:: Records to use ::

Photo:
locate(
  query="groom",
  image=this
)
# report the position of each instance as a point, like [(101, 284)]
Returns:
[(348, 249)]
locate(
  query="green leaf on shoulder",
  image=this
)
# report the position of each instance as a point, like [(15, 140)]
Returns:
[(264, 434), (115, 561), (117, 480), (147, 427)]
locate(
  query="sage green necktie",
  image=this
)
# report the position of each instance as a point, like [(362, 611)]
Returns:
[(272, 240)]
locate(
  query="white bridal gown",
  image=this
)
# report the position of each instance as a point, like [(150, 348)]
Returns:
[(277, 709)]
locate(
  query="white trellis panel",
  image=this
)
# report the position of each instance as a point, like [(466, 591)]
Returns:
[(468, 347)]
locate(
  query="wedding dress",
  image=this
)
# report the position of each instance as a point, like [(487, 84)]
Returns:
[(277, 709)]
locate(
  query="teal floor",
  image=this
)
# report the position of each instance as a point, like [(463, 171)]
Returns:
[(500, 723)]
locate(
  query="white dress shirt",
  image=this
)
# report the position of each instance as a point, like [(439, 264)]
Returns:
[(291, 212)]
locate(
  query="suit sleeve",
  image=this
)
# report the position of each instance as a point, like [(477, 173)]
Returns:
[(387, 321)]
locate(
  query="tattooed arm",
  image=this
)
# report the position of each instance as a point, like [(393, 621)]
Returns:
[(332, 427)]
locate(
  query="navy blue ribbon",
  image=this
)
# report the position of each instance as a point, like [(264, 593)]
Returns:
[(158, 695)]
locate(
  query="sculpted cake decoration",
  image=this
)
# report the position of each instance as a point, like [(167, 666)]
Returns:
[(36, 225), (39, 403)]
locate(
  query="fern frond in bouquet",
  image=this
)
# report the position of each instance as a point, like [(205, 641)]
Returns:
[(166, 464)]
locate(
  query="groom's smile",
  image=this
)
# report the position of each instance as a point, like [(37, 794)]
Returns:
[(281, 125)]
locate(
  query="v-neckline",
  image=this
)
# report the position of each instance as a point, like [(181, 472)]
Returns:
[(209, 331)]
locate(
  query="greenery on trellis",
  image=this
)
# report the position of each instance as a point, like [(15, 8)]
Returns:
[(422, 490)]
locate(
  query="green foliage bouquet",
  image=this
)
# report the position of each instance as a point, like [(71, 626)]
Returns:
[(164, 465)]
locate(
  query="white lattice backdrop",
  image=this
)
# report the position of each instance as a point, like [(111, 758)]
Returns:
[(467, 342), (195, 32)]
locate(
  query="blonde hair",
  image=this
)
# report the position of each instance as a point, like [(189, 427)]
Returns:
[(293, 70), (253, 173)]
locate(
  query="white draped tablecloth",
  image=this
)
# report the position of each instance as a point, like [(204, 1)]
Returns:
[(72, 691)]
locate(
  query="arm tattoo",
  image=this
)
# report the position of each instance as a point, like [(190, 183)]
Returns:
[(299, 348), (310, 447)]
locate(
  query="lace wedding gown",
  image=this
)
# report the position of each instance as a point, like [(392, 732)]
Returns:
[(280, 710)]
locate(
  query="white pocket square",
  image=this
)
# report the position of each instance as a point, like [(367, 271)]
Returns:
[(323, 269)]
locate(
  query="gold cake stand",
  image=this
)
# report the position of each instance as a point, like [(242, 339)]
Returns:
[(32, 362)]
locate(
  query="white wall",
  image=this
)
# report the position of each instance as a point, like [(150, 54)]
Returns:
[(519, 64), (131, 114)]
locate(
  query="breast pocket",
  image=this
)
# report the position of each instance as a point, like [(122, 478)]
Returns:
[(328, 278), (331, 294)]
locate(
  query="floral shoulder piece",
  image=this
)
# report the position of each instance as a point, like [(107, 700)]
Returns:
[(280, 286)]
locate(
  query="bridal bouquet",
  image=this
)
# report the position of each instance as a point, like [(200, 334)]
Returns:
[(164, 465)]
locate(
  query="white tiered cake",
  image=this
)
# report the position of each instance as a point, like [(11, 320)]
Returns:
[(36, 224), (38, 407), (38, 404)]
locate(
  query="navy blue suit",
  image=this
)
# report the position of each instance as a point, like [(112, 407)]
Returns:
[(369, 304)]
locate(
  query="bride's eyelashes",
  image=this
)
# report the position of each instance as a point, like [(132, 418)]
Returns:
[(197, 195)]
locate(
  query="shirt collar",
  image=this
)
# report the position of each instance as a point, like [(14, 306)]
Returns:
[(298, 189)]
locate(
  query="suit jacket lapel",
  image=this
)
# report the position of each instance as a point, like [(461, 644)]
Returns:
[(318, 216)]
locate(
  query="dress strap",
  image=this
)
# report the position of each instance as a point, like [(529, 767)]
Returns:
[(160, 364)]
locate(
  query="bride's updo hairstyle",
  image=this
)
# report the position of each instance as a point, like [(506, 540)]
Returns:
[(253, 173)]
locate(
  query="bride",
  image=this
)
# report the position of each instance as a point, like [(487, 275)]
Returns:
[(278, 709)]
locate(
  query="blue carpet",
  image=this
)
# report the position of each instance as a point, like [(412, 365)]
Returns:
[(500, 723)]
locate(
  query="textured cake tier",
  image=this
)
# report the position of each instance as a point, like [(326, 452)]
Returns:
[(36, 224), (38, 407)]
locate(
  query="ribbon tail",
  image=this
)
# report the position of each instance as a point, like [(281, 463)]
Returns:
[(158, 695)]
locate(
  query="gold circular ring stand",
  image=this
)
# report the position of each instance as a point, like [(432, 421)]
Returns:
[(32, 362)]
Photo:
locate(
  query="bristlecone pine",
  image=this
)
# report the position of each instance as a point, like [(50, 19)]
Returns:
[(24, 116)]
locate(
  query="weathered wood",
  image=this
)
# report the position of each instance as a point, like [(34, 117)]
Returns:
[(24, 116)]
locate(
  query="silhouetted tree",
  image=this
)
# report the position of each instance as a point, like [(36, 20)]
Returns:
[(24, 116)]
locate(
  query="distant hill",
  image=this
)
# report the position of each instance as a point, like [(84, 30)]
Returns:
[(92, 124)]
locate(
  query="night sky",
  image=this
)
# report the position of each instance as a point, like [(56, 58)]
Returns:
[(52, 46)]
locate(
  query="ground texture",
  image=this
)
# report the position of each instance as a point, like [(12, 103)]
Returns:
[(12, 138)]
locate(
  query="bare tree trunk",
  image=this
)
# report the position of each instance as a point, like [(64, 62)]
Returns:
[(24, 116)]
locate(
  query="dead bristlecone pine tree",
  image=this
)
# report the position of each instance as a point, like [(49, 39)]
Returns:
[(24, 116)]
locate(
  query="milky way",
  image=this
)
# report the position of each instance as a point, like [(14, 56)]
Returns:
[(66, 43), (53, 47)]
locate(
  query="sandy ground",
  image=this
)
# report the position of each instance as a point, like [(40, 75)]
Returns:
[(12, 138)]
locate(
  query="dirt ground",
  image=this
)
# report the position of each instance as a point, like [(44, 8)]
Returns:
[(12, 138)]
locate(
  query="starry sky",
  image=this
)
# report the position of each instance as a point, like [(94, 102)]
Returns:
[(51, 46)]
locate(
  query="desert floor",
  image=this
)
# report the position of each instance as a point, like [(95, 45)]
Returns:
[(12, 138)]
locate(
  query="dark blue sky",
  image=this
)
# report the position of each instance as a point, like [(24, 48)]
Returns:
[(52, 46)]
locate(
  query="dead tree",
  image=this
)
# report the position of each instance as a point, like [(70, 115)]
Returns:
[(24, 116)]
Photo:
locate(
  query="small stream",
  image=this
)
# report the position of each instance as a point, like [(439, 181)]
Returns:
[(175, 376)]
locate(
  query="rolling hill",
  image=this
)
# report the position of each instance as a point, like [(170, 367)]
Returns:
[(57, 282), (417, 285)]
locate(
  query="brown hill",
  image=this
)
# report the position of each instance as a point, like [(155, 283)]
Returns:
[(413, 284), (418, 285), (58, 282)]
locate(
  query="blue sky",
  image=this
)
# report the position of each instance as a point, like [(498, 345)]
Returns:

:::

Please extract every line of the material above that contains the string "bride", and copy each one in full.

• Full output:
  query="bride's eyelashes",
  query="bride's updo hairstyle",
  query="bride",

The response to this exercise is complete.